__Exercise goal__:
Return every line of the data below unchanged.

[Region labeling entries]

=======

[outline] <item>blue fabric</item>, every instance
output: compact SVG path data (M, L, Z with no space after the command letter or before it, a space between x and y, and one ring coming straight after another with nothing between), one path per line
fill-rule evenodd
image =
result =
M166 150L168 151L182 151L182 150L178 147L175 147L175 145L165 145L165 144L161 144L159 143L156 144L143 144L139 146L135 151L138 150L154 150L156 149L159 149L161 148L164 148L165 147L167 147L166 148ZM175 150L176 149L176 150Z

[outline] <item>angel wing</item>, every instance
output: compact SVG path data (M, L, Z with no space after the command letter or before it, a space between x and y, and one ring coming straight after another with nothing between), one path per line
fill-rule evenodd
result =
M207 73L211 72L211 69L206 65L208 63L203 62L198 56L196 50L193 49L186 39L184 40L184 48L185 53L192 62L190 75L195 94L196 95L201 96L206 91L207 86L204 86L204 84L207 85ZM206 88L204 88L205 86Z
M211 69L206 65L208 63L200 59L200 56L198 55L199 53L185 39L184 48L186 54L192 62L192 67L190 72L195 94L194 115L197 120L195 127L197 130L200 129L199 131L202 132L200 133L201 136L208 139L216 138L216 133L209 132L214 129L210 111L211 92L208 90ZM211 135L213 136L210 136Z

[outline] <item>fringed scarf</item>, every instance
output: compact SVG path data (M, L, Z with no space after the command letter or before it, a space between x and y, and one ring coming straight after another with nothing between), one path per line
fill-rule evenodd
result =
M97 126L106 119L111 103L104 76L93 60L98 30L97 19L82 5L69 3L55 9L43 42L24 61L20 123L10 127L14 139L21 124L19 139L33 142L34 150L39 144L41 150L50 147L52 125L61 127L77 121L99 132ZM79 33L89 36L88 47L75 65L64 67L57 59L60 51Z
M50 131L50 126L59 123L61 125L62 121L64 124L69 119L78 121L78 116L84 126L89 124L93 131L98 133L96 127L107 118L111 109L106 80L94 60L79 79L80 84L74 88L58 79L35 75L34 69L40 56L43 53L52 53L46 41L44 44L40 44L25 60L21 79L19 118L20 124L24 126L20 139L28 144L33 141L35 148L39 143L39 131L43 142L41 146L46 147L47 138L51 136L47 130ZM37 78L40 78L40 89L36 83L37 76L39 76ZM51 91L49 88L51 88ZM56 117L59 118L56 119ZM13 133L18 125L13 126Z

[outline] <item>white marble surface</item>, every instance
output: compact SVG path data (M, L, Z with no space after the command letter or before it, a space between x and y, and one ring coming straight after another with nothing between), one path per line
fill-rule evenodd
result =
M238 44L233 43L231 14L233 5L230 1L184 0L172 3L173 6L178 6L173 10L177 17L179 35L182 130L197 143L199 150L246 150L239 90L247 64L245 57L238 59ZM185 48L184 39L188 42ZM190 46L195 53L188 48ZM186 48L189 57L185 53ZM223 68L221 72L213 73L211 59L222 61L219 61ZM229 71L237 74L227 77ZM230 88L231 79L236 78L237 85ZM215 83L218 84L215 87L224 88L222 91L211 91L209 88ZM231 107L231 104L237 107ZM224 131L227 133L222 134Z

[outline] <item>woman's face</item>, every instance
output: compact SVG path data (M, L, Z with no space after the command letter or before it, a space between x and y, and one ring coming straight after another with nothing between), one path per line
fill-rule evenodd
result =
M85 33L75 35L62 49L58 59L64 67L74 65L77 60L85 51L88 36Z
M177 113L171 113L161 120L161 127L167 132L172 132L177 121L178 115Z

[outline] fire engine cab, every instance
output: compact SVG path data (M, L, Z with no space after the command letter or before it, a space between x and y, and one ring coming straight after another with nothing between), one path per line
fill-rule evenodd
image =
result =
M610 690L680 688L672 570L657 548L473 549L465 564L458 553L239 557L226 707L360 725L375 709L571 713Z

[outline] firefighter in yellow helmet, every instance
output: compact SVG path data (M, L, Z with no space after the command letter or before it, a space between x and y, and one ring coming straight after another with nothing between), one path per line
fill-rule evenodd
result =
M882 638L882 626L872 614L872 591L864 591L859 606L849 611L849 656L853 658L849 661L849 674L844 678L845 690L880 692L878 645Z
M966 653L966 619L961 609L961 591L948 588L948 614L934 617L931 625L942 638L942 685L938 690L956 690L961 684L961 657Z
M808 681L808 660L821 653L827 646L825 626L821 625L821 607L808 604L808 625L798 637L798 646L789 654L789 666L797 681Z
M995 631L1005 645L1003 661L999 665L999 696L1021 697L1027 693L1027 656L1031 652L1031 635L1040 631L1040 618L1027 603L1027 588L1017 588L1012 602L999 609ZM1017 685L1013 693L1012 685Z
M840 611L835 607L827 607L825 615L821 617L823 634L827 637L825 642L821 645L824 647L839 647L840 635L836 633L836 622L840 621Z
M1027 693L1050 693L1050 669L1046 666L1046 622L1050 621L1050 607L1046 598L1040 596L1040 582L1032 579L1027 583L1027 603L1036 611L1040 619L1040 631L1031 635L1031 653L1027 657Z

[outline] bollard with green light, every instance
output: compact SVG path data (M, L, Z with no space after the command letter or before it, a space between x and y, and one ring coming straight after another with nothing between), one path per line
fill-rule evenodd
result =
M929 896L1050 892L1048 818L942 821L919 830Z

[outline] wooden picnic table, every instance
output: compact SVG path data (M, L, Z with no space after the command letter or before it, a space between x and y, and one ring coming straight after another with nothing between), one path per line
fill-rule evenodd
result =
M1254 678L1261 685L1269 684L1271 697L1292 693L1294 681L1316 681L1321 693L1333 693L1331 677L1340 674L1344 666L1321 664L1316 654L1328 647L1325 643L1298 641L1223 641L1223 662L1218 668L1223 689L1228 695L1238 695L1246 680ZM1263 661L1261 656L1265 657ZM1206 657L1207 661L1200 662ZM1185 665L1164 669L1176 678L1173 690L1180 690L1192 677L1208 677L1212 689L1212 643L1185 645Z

=======

__Reply__:
[outline] <item>blue fabric</item>, every instance
output: compact SVG path data (M, L, Z with no space after the command letter or before it, a space between x and y, and one ring coming straight after another with nothing between), one path per line
fill-rule evenodd
image =
result =
M166 150L168 151L182 151L182 150L178 147L175 147L175 145L165 145L165 144L161 144L159 143L156 144L143 144L139 146L135 151L138 150L154 150L156 149L159 149L161 148L164 148L165 147L167 147L166 148ZM175 150L176 149L176 150Z

[outline] <item>angel wing</item>, every instance
output: compact SVG path data (M, L, Z with no space after the command letter or before it, a space between x and y, and one ring coming straight after another with nothing between), one path per line
fill-rule evenodd
result =
M207 73L211 72L211 69L206 65L208 63L203 62L198 56L196 50L193 49L186 39L184 40L184 48L185 53L192 62L190 75L195 94L196 95L201 96L206 91L207 86L204 86L204 84L207 85ZM206 88L204 88L205 86Z
M211 69L206 65L208 63L200 59L200 56L198 55L199 53L185 39L184 48L186 54L192 62L192 67L190 72L195 94L194 115L197 120L195 127L197 130L200 129L199 131L202 132L200 133L201 136L208 139L216 138L216 133L209 132L214 129L210 111L211 92L208 90ZM211 135L213 136L210 136Z

[outline] <item>fringed scarf</item>, every instance
output: compact SVG path data (M, L, Z with no space after the command letter or before it, a space between x and y, and one ring coming straight after another with nothing between), one path per line
fill-rule evenodd
result =
M97 126L106 119L111 103L104 76L93 60L98 30L97 19L82 5L69 3L55 9L43 42L24 61L20 123L10 127L14 139L21 124L19 139L33 142L34 150L39 144L41 150L50 147L52 125L61 127L77 121L99 132ZM79 33L89 36L88 47L75 65L64 67L57 59L60 51Z
M50 131L50 126L59 123L61 125L62 121L64 124L69 119L78 121L78 116L84 126L89 124L93 131L98 133L96 127L107 118L111 109L106 80L94 60L79 79L80 84L74 88L58 79L35 75L34 69L40 56L43 53L52 53L46 41L44 44L40 44L25 60L21 79L19 118L20 124L24 126L20 139L28 144L33 141L35 148L39 143L39 131L43 142L41 146L46 147L47 138L51 136L47 130ZM37 78L40 78L40 89L36 83L37 76L39 76ZM51 91L49 88L51 88ZM56 117L59 118L56 119ZM13 133L18 125L13 126Z

[outline] <item>white marble surface</item>, every instance
output: compact SVG path data (M, L, Z with no space after the command letter or before it, a space between x and y, and one ring coming straight after another with nothing between), one path per line
fill-rule evenodd
result =
M238 44L233 43L231 14L233 5L230 1L184 0L172 3L173 6L178 6L173 10L177 17L179 35L182 130L197 143L199 150L246 150L239 90L247 64L245 57L238 59ZM185 48L184 39L188 42ZM190 46L195 53L188 48ZM186 48L189 57L185 53ZM223 68L221 72L213 73L211 59L222 61L219 61ZM229 71L237 74L227 77ZM230 88L231 79L236 78L237 85ZM215 83L218 84L215 87L224 88L222 91L211 91L209 88ZM231 107L231 104L237 107ZM224 131L227 133L222 134Z

[outline] <item>woman's face</item>, every instance
output: compact SVG path data (M, L, Z with no space after the command letter or before it, a space between x and y, and one ring coming straight after another with nothing between), one path per line
fill-rule evenodd
result =
M85 33L75 35L62 49L58 59L64 67L74 65L77 60L85 51L88 36Z
M177 113L171 113L161 120L161 127L167 132L172 132L177 121L178 115Z

[outline] fire engine cab, every instance
output: compact SVG path data (M, L, Z with no space after the command letter or before it, a space between x and y, and one ring coming straight after another with nothing between), one path per line
fill-rule evenodd
image =
result =
M610 690L680 688L672 570L657 548L473 549L465 564L458 553L239 557L226 707L360 725L375 709L571 713Z

[outline] firefighter in yellow helmet, every instance
output: compact SVG path data (M, L, Z with no space after the command letter or before it, a space between x and y, and one ring coming straight after another with nothing between), one path per line
fill-rule evenodd
result =
M882 638L882 626L872 614L872 591L864 591L859 606L849 611L849 656L853 658L849 661L849 674L844 678L845 690L880 692L878 645Z
M966 653L966 619L961 609L961 591L948 588L948 614L934 617L931 625L942 638L942 685L938 690L956 690L961 684L961 657Z
M808 681L808 660L821 653L827 646L825 626L821 625L821 607L808 604L808 625L798 637L798 646L789 654L789 666L797 681Z
M995 631L1005 645L1003 661L999 665L999 696L1021 697L1027 693L1027 656L1031 652L1031 635L1040 631L1040 618L1027 603L1027 588L1017 588L1012 602L999 609ZM1017 685L1013 693L1012 685Z
M840 611L835 607L827 607L825 615L821 617L823 634L827 637L825 642L821 645L824 647L839 647L840 635L836 633L836 622L840 621Z
M1027 693L1050 693L1050 669L1046 666L1046 622L1050 621L1050 607L1046 598L1040 596L1040 582L1032 579L1027 583L1027 603L1036 611L1040 619L1040 631L1031 635L1031 653L1027 657Z

[outline] bollard with green light, every instance
output: compact SVG path data (M, L, Z with no space after the command letter or before it, a space between x and y, and one ring coming straight after another with nothing between), one path per line
fill-rule evenodd
result =
M929 896L1050 892L1048 818L942 821L919 830Z

[outline] wooden picnic table, every instance
output: compact SVG path data (M, L, Z with no space after the command letter or before it, a space between x and y, and one ring coming straight after another with nothing between), one path per line
fill-rule evenodd
result =
M1254 678L1261 685L1269 684L1271 697L1292 693L1294 681L1316 681L1321 693L1333 693L1331 677L1340 674L1344 666L1321 664L1316 654L1328 647L1325 643L1298 641L1223 641L1223 662L1218 668L1223 689L1228 695L1238 695L1246 680ZM1263 661L1261 656L1265 657ZM1206 657L1207 661L1200 662ZM1185 665L1164 669L1176 678L1173 690L1180 690L1192 677L1208 677L1212 689L1212 643L1185 645Z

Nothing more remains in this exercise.